[start DOCUMENT PASSAGE]
Whenever a company is selling a business opportunity more than its own products, be wary. They will attempt to court you that it is based on how hard you work, how much time you’re willing to put in, etc. but in actuality it’s based on how many people you’re willing to hard-sell into working for you for your benefit rather than theirs.

There are some MLM businesses that are actually interested in selling product, e.g. Pampered Chef and the like. It’s still not a good investment of money and time for everyone, but they at least are primarily interested in selling actual goods to you rather than bringing you in. Nonetheless you need a network of friends and acquaintances to get you started with selling, and unfortunately it’s very easy to become “that guy” who is taking advantage of personal relationships to make a buck.

intertile, you say this is “no risk”. I find this difficult to believe. Put simply, what have you invested in this program, and what have you earned, in actual numerical figures? What will you need to do to make an actual profit in terms of selling product rather than recruiting new people?

Yep, that’s the question. So the answer is easy to draw, but undescribable in words? Could you point us to a drawing somewhere, perhaps on a lyoness website? This must be some amazing software that generates $675 on 10% of $2000.
[end DOCUMENT PASSAGE]
• **GIVEN PROBLEM 1**
Which company does the MLM discussion name as an example of an MLM business that is actually interested in selling product?
• **GIVEN PROBLEM 2**
Repeat the part of the MLM discussion starting at "intertile, you say" and ending at "recruiting new people?".
[start MATERIAL]
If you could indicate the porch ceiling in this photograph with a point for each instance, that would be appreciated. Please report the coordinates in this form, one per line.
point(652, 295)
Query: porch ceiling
[end MATERIAL]
• **FULL SOLUTION 1**
Pampered Chef

• **FULL SOLUTION 2**
intertile, you say this is “no risk”. I find this difficult to believe. Put simply, what have you invested in this program, and what have you earned, in actual numerical figures? What will you need to do to make an actual profit in terms of selling product rather than recruiting new people?